───── MATERIAL SUPPLIED
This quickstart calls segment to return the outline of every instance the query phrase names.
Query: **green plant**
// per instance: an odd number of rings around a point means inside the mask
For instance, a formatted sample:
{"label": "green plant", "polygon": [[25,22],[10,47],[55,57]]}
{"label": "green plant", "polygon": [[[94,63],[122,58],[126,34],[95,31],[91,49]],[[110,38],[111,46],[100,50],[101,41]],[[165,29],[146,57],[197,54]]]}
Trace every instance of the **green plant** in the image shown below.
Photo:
──────────
───── MATERIAL SUPPLIED
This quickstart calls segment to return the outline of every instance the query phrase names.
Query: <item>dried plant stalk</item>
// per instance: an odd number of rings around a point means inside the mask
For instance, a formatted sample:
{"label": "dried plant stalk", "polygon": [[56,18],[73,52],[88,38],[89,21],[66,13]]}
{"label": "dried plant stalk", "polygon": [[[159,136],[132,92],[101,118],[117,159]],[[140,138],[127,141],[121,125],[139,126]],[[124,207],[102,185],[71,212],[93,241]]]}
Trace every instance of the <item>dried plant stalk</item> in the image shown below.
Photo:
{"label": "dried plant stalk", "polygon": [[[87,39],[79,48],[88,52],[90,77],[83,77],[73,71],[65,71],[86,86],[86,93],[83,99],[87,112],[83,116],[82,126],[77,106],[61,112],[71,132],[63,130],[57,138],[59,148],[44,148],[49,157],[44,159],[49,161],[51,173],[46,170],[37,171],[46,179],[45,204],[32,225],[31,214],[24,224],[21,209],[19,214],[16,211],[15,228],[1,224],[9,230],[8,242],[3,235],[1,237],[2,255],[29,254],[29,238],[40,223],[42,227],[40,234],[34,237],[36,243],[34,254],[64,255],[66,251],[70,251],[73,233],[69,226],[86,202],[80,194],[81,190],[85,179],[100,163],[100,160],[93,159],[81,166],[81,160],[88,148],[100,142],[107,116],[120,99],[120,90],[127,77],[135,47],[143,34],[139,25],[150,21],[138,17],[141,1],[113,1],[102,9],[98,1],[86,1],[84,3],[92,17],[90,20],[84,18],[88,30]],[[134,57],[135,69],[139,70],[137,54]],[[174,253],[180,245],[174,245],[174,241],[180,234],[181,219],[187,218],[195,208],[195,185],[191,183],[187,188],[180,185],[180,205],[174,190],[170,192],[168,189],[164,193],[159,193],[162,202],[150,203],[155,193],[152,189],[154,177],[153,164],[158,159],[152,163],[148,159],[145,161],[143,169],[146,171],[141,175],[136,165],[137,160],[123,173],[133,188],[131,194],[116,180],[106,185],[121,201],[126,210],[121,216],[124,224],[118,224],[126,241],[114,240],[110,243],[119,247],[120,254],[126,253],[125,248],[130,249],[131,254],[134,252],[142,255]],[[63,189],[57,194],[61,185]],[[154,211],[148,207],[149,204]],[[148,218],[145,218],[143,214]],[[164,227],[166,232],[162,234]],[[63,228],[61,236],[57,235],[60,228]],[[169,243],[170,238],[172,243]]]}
──────────
**AIM OF THE EXERCISE**. Count how many lines above contain the string "image". Reply with the number only.

**THE RESULT**. 2